*Instrução:*
Nos itens abaixo, devolva sem nenhuma alteração as linhas entre a que contém "Place one point on every instance of the balloon" e a que contém "[(389, 159)]", incluindo as duas.

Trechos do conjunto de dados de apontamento

________________

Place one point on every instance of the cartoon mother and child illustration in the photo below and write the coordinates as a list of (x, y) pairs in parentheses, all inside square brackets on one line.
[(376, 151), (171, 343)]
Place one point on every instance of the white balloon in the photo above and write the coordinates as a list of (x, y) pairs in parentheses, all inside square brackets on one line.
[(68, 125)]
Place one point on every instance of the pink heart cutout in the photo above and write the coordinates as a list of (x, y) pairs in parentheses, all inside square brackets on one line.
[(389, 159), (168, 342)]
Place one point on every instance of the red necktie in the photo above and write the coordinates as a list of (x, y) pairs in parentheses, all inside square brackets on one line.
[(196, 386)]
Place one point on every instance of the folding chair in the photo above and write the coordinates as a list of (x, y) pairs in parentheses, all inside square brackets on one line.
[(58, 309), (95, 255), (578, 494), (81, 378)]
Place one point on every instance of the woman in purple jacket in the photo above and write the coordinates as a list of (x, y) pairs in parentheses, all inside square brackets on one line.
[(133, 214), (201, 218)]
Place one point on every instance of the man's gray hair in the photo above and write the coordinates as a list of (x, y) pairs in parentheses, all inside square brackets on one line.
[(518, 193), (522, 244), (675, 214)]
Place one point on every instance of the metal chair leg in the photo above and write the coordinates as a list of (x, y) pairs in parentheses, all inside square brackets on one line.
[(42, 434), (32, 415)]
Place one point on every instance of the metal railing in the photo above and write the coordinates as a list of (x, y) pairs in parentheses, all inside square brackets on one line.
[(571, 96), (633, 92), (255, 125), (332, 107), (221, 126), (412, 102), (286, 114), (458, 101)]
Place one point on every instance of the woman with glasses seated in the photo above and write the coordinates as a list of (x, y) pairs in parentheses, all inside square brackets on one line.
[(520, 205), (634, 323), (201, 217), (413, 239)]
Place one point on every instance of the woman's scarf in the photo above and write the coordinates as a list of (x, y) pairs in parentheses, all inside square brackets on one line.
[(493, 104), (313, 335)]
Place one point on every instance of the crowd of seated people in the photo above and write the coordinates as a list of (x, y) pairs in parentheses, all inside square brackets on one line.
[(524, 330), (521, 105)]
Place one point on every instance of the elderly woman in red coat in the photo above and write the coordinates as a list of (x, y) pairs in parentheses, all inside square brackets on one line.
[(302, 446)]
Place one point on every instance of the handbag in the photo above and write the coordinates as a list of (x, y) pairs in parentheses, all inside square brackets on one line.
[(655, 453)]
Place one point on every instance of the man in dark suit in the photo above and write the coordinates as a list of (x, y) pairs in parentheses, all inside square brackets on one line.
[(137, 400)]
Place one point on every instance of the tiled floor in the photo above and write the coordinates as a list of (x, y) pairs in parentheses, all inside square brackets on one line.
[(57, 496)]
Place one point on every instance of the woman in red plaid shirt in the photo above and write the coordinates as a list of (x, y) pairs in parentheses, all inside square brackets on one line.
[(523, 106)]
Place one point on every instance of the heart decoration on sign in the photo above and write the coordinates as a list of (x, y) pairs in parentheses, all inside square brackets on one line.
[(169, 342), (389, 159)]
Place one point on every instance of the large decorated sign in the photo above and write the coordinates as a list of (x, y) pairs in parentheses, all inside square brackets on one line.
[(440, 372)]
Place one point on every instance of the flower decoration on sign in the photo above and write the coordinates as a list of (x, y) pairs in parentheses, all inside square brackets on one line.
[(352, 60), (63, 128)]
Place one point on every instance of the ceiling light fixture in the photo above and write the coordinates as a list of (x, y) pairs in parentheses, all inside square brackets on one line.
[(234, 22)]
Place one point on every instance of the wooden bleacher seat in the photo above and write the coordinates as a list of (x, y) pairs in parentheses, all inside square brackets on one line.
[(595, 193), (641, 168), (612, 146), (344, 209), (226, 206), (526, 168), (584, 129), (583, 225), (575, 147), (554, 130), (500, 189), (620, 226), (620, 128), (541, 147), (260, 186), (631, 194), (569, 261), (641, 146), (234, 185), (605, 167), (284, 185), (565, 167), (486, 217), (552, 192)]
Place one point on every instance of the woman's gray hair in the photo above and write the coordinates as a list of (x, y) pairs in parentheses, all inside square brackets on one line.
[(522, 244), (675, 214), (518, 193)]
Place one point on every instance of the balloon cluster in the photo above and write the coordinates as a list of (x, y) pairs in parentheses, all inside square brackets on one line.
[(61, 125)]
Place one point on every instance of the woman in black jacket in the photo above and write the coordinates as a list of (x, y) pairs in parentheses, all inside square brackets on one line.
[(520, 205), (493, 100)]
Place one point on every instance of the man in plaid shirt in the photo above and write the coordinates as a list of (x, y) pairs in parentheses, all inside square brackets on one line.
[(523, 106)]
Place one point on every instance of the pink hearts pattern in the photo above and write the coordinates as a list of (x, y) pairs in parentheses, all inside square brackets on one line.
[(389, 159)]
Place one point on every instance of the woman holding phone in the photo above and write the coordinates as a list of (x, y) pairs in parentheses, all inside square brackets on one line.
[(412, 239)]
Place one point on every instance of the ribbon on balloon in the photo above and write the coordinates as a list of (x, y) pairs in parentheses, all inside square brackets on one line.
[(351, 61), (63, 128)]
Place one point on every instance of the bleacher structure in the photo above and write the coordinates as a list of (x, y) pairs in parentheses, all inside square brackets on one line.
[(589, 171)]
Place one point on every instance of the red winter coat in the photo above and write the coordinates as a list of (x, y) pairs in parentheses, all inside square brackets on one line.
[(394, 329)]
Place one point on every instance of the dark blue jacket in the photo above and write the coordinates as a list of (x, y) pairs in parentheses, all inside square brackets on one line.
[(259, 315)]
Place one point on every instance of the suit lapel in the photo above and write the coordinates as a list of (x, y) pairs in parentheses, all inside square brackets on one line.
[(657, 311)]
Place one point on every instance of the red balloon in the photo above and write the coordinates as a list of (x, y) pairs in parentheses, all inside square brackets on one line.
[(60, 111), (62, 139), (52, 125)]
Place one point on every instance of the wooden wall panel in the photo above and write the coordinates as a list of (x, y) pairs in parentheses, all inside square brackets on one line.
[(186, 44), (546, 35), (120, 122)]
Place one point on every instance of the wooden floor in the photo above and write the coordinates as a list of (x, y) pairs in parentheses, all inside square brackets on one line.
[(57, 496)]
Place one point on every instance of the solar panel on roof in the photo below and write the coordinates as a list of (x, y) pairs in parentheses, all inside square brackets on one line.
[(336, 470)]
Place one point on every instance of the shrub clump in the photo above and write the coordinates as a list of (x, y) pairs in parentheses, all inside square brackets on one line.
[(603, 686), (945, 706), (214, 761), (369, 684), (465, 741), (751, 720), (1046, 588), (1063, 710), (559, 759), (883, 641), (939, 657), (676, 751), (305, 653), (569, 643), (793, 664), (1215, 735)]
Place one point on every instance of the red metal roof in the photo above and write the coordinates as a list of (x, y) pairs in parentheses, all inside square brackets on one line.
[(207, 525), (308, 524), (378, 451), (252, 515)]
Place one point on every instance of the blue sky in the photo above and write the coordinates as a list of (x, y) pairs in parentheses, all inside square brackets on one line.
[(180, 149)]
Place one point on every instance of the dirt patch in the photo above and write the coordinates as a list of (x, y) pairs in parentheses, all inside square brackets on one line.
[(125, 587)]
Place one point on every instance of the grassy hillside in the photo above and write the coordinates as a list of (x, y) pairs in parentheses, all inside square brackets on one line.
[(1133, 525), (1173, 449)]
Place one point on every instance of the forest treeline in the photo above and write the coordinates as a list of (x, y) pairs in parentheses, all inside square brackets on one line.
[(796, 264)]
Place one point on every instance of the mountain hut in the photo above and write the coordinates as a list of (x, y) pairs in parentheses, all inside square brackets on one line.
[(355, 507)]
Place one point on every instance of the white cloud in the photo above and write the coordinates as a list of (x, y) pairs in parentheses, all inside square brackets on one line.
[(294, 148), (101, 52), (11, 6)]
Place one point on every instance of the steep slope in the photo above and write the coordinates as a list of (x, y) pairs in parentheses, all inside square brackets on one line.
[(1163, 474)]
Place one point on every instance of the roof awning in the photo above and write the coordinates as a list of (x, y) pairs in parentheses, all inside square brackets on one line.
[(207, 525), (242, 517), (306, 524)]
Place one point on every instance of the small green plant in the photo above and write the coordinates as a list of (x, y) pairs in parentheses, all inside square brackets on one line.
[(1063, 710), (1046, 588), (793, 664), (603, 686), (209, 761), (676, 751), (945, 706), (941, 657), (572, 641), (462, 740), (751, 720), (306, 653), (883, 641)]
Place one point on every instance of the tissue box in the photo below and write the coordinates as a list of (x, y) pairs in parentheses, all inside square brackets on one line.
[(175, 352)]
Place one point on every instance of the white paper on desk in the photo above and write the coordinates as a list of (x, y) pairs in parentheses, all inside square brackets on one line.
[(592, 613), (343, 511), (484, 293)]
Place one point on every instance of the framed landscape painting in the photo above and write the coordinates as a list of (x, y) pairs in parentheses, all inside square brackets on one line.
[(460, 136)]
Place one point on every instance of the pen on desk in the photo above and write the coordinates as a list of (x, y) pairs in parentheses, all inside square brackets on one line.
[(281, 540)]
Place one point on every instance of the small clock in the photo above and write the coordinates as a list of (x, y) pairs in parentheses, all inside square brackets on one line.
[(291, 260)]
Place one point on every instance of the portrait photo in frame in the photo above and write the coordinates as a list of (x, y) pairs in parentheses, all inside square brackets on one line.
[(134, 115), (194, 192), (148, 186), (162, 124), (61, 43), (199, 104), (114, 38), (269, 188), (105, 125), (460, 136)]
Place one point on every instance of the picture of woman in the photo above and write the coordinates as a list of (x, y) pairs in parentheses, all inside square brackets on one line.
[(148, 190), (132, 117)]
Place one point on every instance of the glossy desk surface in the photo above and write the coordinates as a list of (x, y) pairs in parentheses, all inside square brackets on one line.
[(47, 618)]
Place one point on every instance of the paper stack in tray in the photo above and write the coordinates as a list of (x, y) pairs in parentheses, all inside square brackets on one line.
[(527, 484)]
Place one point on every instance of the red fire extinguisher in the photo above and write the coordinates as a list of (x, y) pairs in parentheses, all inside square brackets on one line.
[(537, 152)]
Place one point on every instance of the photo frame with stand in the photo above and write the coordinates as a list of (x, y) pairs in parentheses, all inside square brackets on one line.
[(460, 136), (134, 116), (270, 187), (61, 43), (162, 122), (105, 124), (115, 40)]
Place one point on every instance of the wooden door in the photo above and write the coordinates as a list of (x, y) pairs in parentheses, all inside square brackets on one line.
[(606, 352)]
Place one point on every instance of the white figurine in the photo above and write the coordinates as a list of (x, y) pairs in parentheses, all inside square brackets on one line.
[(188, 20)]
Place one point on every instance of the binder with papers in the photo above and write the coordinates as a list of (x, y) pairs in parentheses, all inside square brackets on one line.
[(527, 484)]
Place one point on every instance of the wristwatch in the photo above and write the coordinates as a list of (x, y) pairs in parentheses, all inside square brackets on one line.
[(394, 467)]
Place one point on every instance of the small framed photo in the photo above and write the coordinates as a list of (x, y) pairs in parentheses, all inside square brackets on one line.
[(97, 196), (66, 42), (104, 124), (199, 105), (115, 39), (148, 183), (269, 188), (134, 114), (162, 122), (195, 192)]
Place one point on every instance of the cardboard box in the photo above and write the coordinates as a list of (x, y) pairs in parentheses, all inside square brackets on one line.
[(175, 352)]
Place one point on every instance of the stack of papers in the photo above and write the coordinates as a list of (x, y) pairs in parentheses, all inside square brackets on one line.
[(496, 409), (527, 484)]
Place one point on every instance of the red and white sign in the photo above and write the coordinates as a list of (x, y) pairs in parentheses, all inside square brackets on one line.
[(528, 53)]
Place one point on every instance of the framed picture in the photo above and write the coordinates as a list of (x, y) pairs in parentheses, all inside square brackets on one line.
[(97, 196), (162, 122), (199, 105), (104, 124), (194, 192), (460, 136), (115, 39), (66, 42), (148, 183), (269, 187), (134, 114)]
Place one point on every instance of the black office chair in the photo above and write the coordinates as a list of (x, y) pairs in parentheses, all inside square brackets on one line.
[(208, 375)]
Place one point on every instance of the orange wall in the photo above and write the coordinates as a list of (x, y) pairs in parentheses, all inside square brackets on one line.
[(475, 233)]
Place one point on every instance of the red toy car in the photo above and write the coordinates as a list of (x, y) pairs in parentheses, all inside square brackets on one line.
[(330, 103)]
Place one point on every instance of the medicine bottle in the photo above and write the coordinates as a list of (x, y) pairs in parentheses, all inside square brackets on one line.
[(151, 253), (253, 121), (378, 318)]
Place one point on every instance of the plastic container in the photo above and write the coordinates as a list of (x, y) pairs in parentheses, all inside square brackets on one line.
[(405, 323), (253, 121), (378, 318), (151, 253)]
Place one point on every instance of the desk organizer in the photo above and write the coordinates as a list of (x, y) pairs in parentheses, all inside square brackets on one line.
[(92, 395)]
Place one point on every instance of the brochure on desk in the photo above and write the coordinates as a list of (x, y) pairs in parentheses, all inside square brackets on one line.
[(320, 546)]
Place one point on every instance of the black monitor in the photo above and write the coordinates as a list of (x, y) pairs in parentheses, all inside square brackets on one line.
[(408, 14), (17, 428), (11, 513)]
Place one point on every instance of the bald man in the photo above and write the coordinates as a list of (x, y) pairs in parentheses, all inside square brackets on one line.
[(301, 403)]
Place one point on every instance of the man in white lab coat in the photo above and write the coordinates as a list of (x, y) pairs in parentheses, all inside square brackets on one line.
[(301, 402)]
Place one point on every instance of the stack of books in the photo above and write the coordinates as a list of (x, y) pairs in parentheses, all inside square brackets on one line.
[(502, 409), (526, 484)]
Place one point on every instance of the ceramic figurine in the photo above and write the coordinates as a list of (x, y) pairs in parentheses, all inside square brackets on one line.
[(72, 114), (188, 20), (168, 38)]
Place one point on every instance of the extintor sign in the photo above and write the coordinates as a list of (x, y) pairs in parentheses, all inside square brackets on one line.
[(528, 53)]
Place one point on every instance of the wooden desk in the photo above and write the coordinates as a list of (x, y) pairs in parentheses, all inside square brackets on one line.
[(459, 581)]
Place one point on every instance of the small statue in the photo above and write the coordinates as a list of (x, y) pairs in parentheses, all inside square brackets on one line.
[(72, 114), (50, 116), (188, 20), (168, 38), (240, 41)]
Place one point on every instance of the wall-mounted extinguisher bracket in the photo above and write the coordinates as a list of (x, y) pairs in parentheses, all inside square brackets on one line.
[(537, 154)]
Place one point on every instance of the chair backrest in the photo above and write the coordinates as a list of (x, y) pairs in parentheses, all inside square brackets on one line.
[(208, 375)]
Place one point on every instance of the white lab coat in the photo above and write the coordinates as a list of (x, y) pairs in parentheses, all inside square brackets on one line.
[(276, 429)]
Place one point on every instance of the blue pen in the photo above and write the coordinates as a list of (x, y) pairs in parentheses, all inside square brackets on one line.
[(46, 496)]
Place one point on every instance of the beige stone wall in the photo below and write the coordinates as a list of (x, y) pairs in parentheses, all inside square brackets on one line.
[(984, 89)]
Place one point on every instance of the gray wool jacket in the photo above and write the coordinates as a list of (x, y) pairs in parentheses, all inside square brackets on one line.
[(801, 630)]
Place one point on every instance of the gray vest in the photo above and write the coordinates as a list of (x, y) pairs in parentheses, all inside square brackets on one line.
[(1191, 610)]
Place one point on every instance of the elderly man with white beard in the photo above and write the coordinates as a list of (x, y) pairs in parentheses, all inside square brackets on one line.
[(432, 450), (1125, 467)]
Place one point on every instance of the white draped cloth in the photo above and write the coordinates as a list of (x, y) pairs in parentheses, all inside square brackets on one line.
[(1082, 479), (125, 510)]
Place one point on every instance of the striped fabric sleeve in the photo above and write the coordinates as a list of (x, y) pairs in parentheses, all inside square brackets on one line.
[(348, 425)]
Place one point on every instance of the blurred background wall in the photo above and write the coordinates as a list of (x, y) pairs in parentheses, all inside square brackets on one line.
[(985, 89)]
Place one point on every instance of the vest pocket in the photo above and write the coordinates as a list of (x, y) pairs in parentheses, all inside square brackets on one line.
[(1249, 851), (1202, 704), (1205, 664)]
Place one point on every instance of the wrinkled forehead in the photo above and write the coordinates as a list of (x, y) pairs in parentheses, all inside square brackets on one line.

________________

*Resposta completa:*
Place one point on every instance of the balloon cluster in the photo above and write the coordinates as a list of (x, y) pairs in parentheses, all inside square brackets on one line.
[(61, 125)]
Place one point on every instance of the woman in black jacket in the photo above and write the coordinates as a list of (x, y) pairs in parentheses, all inside square brackets on one line.
[(520, 205), (493, 100)]
Place one point on every instance of the man in plaid shirt in the photo above and write the coordinates as a list of (x, y) pairs in parentheses, all inside square brackets on one line.
[(523, 106)]
Place one point on every instance of the pink hearts pattern in the photo above and write the coordinates as a list of (x, y) pairs in parentheses, all inside square brackets on one line.
[(389, 159)]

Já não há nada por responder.